> _AIM_:
From the skiing blog post, reproduce word for word the passage between "But every now" and "you are amused.", inclusive.

> _TEXT EXTRACT_:
((

05 December 2014

Because You Don't Always Win at Skiing

I've been lucky enough to have some of you readers for a long time, and you've seen my dedication to the blog ebb and flow. Sometimes I have tons of inspiration and no content, and other times I'm so overwhelmed by fun stuff to write about I just buckle under the pressure, or get started and quit halfway through (see: Norway).

Truth be told - writing is HARD!

But every now and then, something will come out of my fingertips through no effort from me and the end result will surprise and delight me. "Where did THIS  come from?" I wonder aloud to myself, bemused at my own....bemusement. I've finally learned to stop asking questions and just embrace creativity when it strikes. So after spending a day "skiing" on Heliotrope ridge one day last month, I came came home and was surprised to feel compelled to capture my experience despite the incredibly long day.

Below I've pasted what came from my fingertips. I hope you are amused.

Some context: Our day was...icy. A big surprise to me, as I had spent the previous weekend skiing fresh powder on the same line. I posted this original trip report to the forum Turns All Year - used primarily by backcountry skiers, so the language below is a little more technical than you might be used to seeing from me. For additional aid in your understanding, a weather window implies calm conditions in between storms, a high freezing level indicates softer snow conditions down low, and a whippet is (not a dog breed as my just-now Google search would imply, but in fact ) a ski-pole with a sharp end you can use to hault your downward progress in the event of a fall.

Enjoy.

Heliotrope Ice Skating Competition

Last weekend I was high on life after winning at Heliotroping. (Trust me, it's a thing which one can win.) I let the hubris get the best of me and looked at the "weather window" for this weekend and saw only the GOOD. Sun? Yes! High freezing level? Yes! Another weekend of awesome slaying at Helio?? YESSS!

But let's be honest here for a moment: after looking at the report last night, we all knew it was going to be an iceskating competition up there, and I do not know how to do a triple lutz. I don't let that stop me from wearing a tutu though...

In further display of my misplaced enthusiasm, I agreed to meet Imran and Jill at 5:15am at the 65th Park and Ride. Why? Well, to get first track on ZEE ICE of course! 



Jill and Imran. Ice Lovers.

Drive time was about 3 hours because we took the scenic hwy9 route and stopped for the requisite potty break at the ranger station. We were hiking by 8:45, made it to the (much icier than last week) waterfall by 9:20, and were suffering up the ridge by 10am. The trail, just like last week, was covered in a layer of black ice - although the creek crossing were much less perilous this go around. 


Hoar Frost on the hike up. This grows right out of the ground.

))

> _ROWS_:
((

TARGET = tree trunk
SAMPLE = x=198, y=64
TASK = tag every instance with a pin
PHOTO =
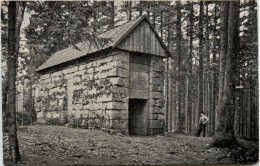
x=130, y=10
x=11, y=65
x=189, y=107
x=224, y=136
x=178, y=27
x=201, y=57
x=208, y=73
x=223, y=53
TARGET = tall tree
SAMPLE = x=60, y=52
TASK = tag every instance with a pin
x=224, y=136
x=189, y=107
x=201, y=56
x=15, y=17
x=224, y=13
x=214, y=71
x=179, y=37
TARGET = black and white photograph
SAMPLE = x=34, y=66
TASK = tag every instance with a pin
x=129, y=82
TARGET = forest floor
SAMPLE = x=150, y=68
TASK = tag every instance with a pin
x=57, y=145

))
((

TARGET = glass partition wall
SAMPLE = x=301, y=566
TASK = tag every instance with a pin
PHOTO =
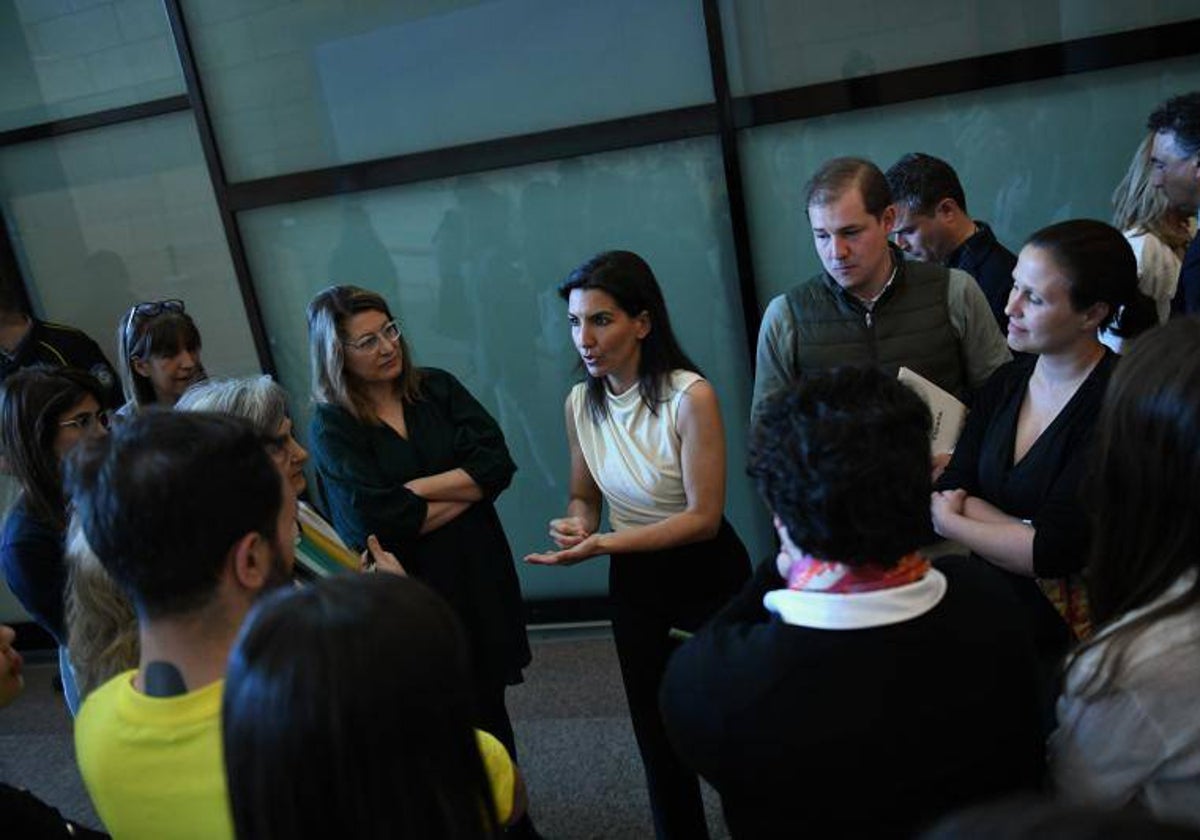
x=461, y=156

))

> _OUTPUT OF THE EXERCISE_:
But every now and then, something will come out of my fingertips through no effort from me and the end result will surprise and delight me. "Where did THIS  come from?" I wonder aloud to myself, bemused at my own....bemusement. I've finally learned to stop asking questions and just embrace creativity when it strikes. So after spending a day "skiing" on Heliotrope ridge one day last month, I came came home and was surprised to feel compelled to capture my experience despite the incredibly long day.

Below I've pasted what came from my fingertips. I hope you are amused.